CHALLENGE A:
Which lines of the listing contain the word "wooden"? Copy each of them.

DOCUMENT SECTION:
——
Say what you will about Overstock.com's overzealous CEO Patrick Byrne. The man's letters to shareholders are unrivaled.
Byrne's latest missive arrived inside Overstock's fourth quarter and full year 2005 financial results. The data shows that Overstock enjoyed a remarkable surge in revenue and also a dramatic dive deeper into the red. The increasing net loss proves troubling given that Overstock expected to turn a profit during the year.
We've noted that Overstock suffers from serious customer service issues with myriad people complaining about lost items, broken merchandise and a returns system that makes the IRS look like a model of efficiency. Byrne refuses to admit that Overstock has any customer service problems - a stance that seems tough to swallow when you look at his excuse for the company's mounting losses.
"We started with a good set of priorities for the year, and with an aggressive internal plan to cross the $1bn mark at a profit," he wrote in a letter to shareholders. "However, we discovered that some of our systems were more shopworn than we had anticipated, and went on a crash program to replace them. Unfortunately, I underspec'ed them and underestimated the time it would take to complete them by a large factor.
——
ENTRIES SUPPLIED:
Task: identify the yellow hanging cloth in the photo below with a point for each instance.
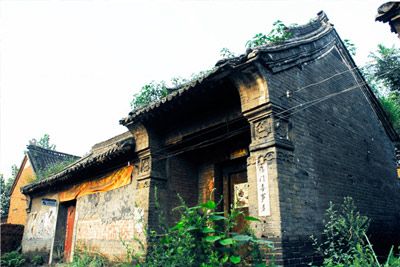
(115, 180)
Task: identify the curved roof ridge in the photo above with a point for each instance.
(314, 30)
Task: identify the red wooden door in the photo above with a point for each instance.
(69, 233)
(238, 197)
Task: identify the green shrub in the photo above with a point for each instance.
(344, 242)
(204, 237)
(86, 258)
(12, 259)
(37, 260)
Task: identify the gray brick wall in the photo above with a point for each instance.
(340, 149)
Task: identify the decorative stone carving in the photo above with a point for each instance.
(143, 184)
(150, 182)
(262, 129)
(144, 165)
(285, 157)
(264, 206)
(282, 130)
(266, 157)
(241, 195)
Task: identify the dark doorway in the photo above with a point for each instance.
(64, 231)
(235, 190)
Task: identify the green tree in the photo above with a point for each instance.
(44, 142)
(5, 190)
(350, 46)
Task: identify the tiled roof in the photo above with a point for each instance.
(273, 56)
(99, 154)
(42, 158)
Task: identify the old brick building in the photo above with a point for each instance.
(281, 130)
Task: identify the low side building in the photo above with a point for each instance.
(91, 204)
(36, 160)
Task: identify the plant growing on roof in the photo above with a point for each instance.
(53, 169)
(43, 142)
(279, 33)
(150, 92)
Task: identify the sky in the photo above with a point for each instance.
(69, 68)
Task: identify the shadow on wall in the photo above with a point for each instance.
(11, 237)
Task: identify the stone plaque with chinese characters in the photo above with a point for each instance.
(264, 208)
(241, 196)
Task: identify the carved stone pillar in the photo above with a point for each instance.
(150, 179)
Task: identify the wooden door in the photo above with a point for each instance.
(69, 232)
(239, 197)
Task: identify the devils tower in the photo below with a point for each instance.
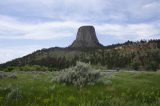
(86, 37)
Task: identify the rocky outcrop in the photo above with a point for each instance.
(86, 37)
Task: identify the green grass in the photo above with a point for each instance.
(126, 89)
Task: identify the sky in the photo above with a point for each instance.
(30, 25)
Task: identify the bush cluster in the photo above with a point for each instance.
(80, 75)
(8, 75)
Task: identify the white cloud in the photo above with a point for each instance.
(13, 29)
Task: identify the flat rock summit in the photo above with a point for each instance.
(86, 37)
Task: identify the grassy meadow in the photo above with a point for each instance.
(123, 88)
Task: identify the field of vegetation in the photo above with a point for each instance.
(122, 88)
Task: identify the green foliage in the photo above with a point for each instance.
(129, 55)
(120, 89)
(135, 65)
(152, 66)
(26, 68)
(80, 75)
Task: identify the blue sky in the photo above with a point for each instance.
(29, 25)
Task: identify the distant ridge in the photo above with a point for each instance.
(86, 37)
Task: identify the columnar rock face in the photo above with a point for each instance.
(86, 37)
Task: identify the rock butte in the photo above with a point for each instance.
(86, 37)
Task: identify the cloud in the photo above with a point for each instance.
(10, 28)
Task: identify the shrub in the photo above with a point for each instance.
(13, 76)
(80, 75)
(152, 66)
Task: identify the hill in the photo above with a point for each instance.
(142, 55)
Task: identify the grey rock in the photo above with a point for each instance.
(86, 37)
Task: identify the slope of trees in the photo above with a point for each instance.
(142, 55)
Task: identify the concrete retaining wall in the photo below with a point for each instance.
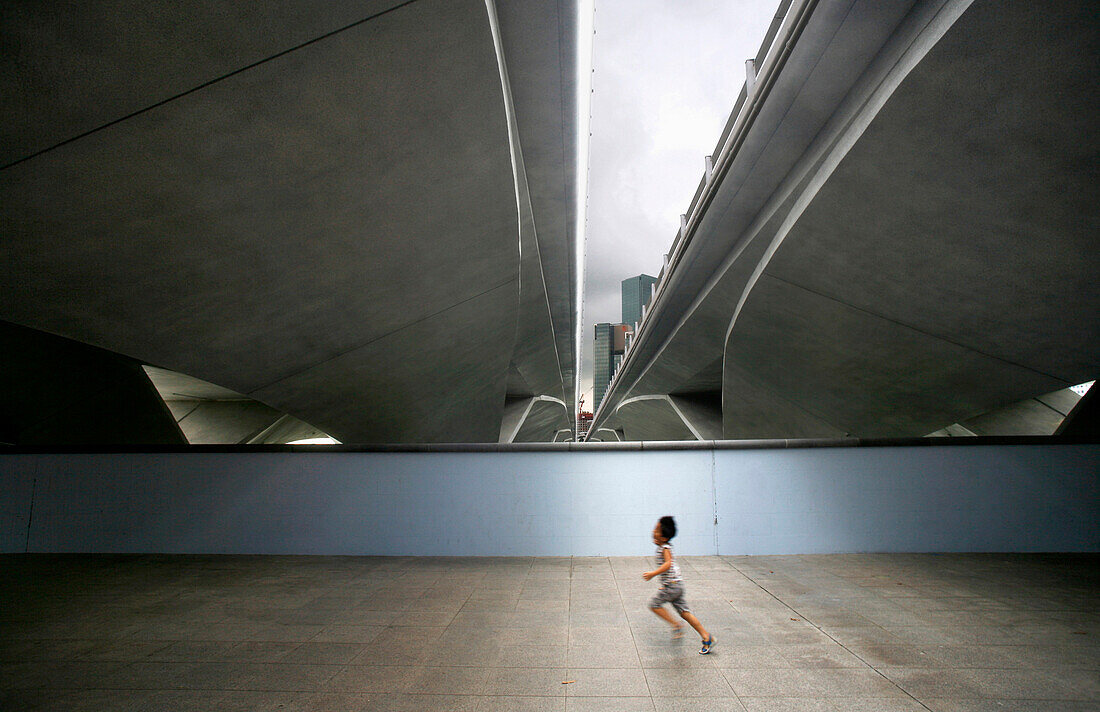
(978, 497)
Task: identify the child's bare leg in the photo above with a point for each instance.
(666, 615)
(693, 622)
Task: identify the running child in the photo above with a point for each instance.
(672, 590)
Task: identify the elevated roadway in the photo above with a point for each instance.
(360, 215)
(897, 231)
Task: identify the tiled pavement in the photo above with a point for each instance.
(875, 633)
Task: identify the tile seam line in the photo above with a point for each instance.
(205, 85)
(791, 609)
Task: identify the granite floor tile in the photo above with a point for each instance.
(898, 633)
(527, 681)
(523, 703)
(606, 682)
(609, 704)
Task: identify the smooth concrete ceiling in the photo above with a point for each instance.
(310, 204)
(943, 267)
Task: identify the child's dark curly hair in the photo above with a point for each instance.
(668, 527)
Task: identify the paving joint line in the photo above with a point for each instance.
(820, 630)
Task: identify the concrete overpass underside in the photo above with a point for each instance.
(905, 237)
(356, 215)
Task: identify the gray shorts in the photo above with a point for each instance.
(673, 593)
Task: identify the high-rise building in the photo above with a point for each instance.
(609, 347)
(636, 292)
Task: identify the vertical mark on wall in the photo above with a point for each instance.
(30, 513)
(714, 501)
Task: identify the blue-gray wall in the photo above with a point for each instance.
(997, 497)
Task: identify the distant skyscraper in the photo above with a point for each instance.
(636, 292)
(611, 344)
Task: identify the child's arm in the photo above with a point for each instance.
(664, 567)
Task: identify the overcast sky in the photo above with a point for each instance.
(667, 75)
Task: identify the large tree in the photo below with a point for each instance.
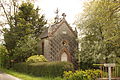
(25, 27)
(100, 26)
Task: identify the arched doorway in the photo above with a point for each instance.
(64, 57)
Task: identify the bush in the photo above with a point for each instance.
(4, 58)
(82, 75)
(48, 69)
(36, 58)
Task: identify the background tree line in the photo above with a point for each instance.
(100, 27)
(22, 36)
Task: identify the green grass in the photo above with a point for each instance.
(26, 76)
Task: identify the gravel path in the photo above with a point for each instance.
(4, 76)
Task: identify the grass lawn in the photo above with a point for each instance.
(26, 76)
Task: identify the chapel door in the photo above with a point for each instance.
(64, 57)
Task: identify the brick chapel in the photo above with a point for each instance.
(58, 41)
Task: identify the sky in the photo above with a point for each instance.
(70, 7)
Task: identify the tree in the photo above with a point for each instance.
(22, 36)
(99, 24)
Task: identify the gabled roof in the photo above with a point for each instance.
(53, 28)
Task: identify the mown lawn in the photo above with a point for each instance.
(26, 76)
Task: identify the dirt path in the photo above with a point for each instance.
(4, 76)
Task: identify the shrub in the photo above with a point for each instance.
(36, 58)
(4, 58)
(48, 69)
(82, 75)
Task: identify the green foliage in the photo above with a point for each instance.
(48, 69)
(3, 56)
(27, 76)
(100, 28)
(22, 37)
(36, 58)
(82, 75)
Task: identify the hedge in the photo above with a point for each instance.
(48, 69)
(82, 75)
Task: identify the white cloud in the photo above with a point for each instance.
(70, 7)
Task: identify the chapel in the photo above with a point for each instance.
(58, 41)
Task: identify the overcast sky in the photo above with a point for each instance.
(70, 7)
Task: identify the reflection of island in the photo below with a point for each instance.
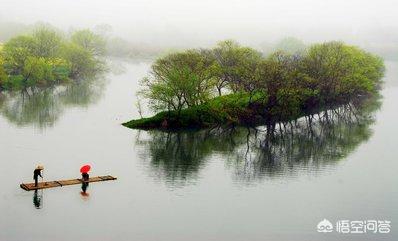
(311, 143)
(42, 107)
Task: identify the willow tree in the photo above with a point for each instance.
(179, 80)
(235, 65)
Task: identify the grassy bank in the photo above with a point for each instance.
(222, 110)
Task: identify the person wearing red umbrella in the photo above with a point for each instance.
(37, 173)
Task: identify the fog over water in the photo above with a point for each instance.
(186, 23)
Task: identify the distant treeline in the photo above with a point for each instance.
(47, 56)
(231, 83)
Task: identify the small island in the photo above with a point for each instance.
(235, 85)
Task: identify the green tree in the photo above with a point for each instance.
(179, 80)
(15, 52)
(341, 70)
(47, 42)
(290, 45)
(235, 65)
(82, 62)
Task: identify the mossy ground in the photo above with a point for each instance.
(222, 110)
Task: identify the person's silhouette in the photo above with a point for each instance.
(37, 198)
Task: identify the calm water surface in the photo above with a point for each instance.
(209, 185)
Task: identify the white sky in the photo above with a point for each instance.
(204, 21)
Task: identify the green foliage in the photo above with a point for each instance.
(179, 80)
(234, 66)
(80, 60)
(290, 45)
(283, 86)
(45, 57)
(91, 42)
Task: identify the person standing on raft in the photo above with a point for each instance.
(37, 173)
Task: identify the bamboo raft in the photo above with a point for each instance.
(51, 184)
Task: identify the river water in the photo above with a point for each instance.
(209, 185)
——
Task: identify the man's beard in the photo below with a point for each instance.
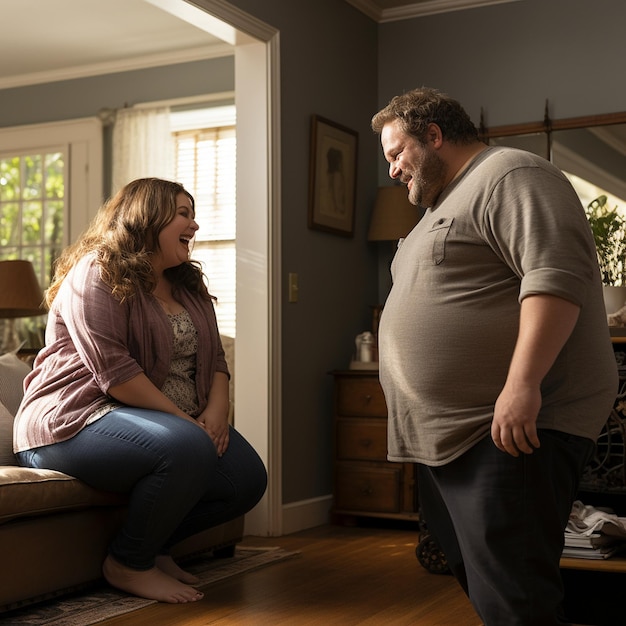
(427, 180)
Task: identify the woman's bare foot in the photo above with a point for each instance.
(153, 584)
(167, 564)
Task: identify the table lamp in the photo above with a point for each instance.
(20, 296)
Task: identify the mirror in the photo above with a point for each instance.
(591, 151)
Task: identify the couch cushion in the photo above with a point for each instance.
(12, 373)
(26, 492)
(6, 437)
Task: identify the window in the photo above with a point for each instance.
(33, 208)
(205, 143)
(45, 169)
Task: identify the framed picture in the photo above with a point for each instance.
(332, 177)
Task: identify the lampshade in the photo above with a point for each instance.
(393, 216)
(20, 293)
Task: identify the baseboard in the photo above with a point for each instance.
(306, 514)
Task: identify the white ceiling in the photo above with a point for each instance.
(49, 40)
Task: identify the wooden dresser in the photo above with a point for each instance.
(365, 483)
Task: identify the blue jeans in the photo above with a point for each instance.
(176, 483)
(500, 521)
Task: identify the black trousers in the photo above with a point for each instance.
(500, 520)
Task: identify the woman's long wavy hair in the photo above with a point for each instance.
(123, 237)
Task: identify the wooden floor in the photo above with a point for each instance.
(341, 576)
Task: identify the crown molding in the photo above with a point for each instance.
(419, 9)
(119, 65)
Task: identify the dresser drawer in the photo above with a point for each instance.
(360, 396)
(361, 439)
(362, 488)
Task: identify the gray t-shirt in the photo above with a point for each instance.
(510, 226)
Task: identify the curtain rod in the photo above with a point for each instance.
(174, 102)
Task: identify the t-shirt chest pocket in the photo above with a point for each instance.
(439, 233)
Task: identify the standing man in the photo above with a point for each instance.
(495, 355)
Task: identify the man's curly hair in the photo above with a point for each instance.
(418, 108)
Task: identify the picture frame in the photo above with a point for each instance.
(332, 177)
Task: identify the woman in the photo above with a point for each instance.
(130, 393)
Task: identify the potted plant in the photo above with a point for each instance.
——
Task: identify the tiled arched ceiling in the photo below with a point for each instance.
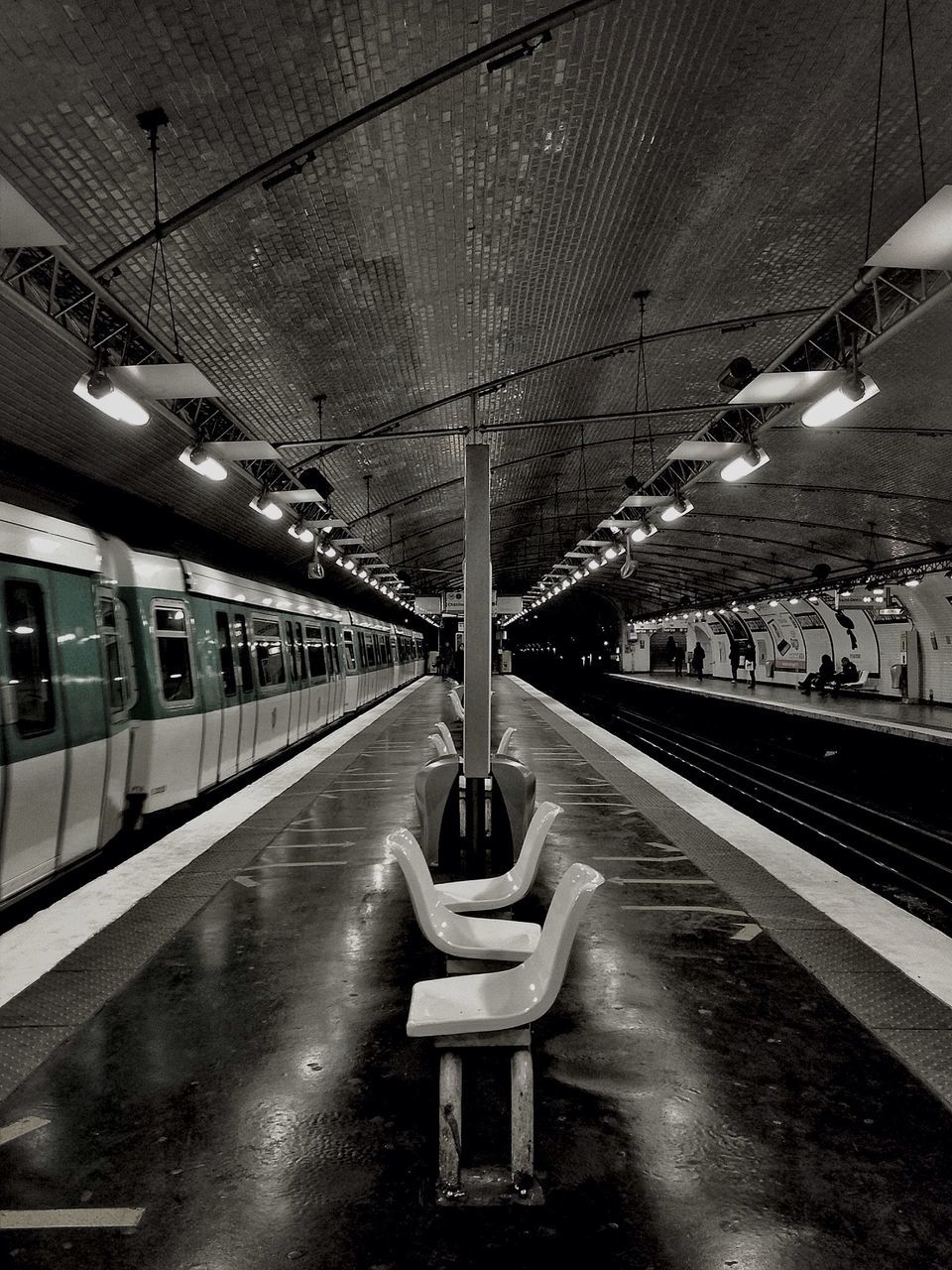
——
CHALLENGE B:
Pick up the article on Overstock's 2005 results and Patrick Byrne's shareholder letter, and carry it on from where it stops.

WRITTEN RESPONSE A:
Task: identify the red wooden door in the photo above with a point for each instance.
Task: identify the wooden door in the photo above with a point for each instance.
Task: identify the wooden dresser in the photo above with a point for each instance.
Task: identify the wooden floor in the photo above with a point for each instance.

WRITTEN RESPONSE B:
"Meanwhile, the systems they were replacing were increasingly unstable, so that our ships were burned behind us and we had to march forward. As the execution of these projects faltered, we had to shift more and more resources from other groups to support them."
Stick with us here. Byrne is getting to the point.
"This squeezed out projects that our business leaders needed to continue generating and servicing hyper-growth. The result was not only that good things did not happen (lift and functionality within the site), but that a bad thing also happened (while our systems survived, it was with great effort from the entire company). The upshot is that we are slowing down development of any new projects, and will just focus on our basic shopping experience (namely, our outlet shopping) until things are right.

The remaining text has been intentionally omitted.